**STORED DATA**

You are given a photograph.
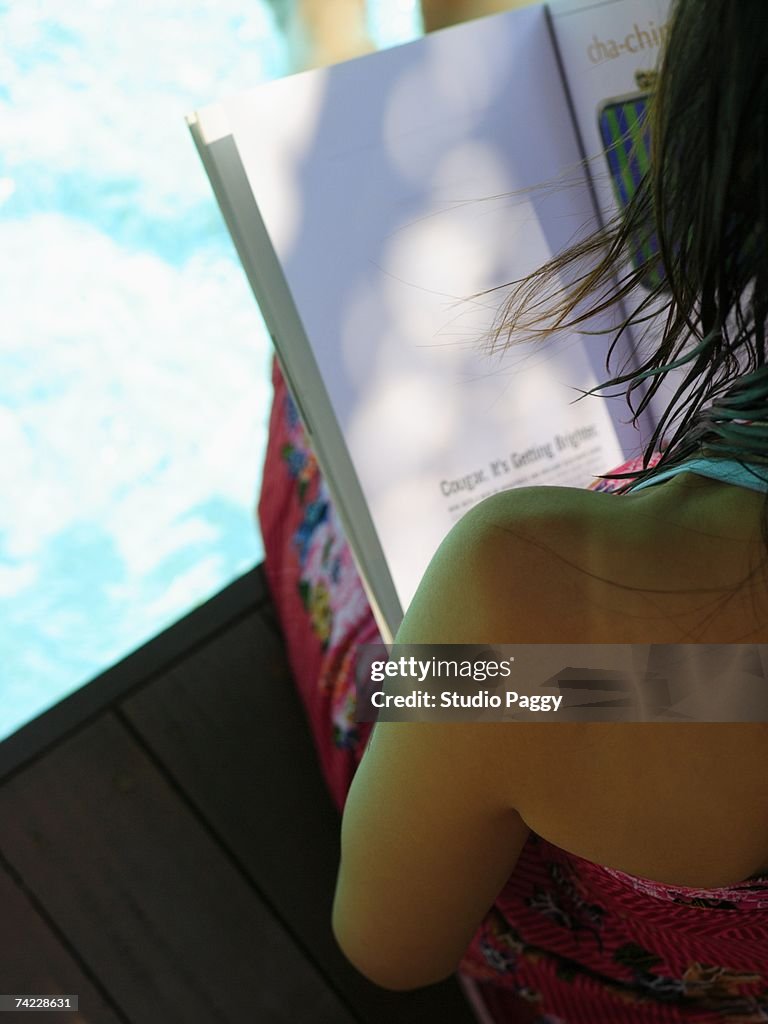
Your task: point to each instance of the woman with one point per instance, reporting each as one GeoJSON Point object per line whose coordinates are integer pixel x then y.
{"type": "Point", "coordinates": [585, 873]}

---

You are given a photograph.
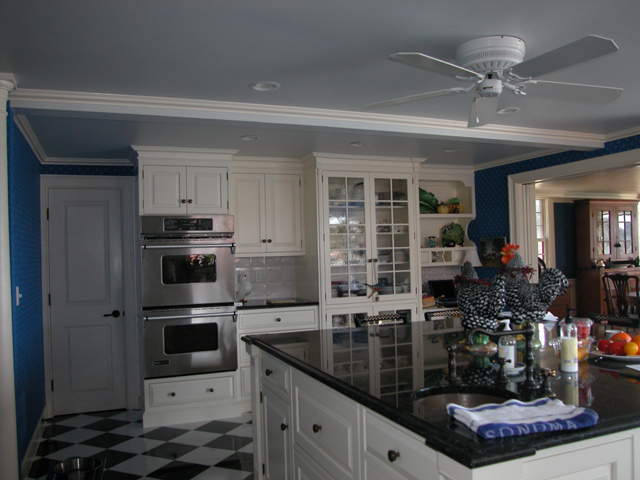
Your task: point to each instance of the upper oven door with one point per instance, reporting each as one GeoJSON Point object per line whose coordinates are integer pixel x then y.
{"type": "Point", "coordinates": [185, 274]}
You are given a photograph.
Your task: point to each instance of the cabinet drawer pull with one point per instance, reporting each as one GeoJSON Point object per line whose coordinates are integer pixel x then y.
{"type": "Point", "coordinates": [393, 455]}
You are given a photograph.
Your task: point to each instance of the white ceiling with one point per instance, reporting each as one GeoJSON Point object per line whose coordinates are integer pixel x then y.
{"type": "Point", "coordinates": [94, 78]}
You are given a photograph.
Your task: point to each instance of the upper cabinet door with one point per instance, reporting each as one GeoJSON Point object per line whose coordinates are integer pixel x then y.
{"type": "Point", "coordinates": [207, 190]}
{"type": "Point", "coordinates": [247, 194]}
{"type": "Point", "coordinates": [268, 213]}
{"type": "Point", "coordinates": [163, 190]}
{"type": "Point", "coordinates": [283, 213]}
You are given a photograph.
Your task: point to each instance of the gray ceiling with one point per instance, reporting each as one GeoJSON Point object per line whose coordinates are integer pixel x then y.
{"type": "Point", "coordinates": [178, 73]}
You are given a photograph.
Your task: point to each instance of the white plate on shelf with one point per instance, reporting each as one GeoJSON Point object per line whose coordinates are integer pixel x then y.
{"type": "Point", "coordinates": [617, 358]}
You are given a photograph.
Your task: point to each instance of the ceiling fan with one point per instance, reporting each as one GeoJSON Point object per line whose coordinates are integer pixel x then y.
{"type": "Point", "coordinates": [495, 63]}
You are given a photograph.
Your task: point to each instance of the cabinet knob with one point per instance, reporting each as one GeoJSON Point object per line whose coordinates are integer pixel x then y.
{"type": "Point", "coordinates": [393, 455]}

---

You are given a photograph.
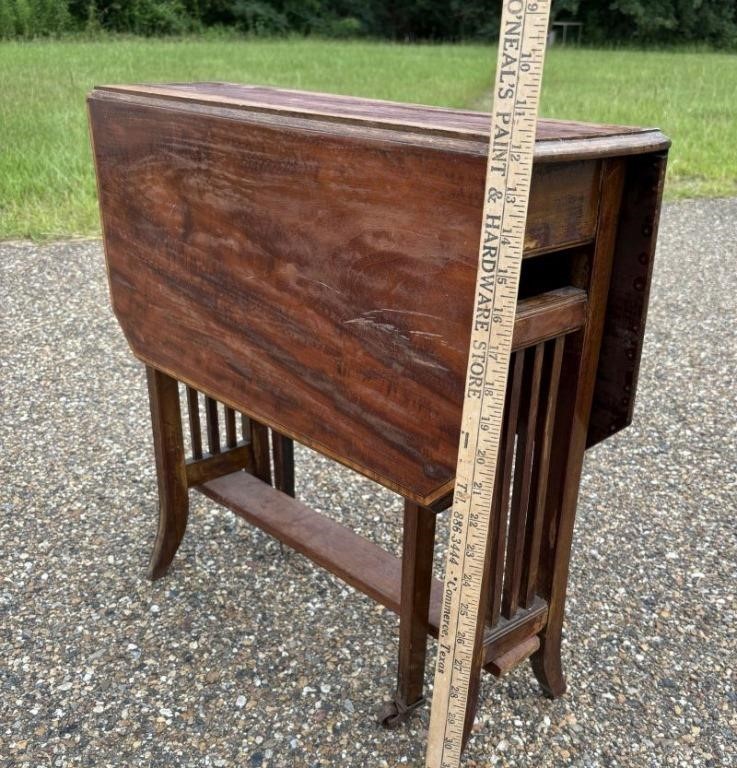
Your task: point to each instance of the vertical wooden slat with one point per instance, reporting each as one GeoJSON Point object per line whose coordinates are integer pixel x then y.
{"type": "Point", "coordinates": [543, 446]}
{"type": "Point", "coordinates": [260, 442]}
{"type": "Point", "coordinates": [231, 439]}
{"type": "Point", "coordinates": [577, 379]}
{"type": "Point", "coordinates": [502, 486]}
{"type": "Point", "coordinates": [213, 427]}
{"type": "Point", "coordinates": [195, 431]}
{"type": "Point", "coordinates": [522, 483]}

**AIM OF THE EXERCISE**
Pull out every line of the material above that contains the string "upper" and copy each of those lines unchanged. The match is case-sensitive.

**EXERCISE OUTPUT**
Your task: point to each instance of the upper oven door with one point per instance, reporting each as one GeoJSON Point object per line whose coordinates are integer pixel x then y.
Your task: point to each instance of the upper cabinet door with one point per instance, reporting each as one GeoJSON Point object per line whose coordinates are integer pixel x then y.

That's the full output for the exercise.